INSTRUCTION: All records must be quoted exactly. Omit the pictures.
::: DATA IN THIS EXERCISE :::
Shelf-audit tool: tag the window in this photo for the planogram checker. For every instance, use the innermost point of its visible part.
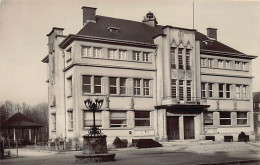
(203, 90)
(70, 113)
(174, 83)
(181, 87)
(221, 90)
(228, 64)
(97, 52)
(118, 119)
(112, 84)
(180, 58)
(237, 65)
(220, 64)
(188, 90)
(210, 62)
(188, 59)
(54, 121)
(112, 54)
(69, 81)
(225, 118)
(173, 62)
(210, 90)
(146, 56)
(122, 54)
(137, 86)
(245, 66)
(122, 85)
(208, 118)
(203, 62)
(68, 54)
(241, 118)
(142, 118)
(85, 51)
(228, 91)
(88, 119)
(97, 84)
(86, 84)
(146, 87)
(245, 92)
(136, 56)
(238, 95)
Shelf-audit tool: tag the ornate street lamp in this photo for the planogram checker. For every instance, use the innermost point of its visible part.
(94, 105)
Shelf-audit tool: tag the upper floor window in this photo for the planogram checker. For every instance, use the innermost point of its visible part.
(69, 91)
(180, 58)
(188, 62)
(68, 54)
(142, 118)
(112, 54)
(237, 65)
(203, 62)
(136, 56)
(122, 54)
(146, 87)
(221, 90)
(88, 86)
(228, 64)
(173, 62)
(85, 51)
(210, 62)
(97, 52)
(220, 64)
(174, 86)
(146, 56)
(245, 66)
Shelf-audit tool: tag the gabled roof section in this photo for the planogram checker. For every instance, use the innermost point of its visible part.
:::
WRITTEN ANSWER:
Shelf-audit tool: tag the window in this photo for the planogram checker. For every instance, use the innermost point of its visible part.
(203, 90)
(70, 113)
(174, 83)
(181, 87)
(221, 90)
(228, 64)
(97, 52)
(118, 119)
(112, 84)
(180, 58)
(237, 65)
(220, 64)
(188, 90)
(210, 62)
(188, 59)
(54, 121)
(112, 54)
(69, 81)
(225, 118)
(173, 62)
(210, 90)
(146, 56)
(122, 54)
(137, 86)
(245, 66)
(122, 85)
(208, 118)
(203, 62)
(68, 54)
(241, 118)
(142, 118)
(85, 51)
(228, 91)
(88, 119)
(97, 84)
(86, 84)
(146, 87)
(245, 92)
(136, 56)
(238, 95)
Shelf-audit tool: tag the ornate street lamp in this photo for the planogram checker. For every instance, use the innermost point of its visible part.
(94, 105)
Shelf-audit tool: tag the upper floor window in this photo for the planogram checker. For every instance, use the innermost point of its visible part.
(69, 91)
(180, 58)
(188, 62)
(68, 54)
(142, 118)
(112, 54)
(237, 65)
(203, 62)
(136, 56)
(122, 54)
(146, 87)
(221, 90)
(88, 86)
(228, 64)
(173, 62)
(85, 51)
(210, 62)
(97, 52)
(220, 64)
(174, 86)
(146, 56)
(245, 66)
Shelf-audit tool: tag the gabled roof section in this photo for the planogram checker. For every instance, use the innermost point of its visible part.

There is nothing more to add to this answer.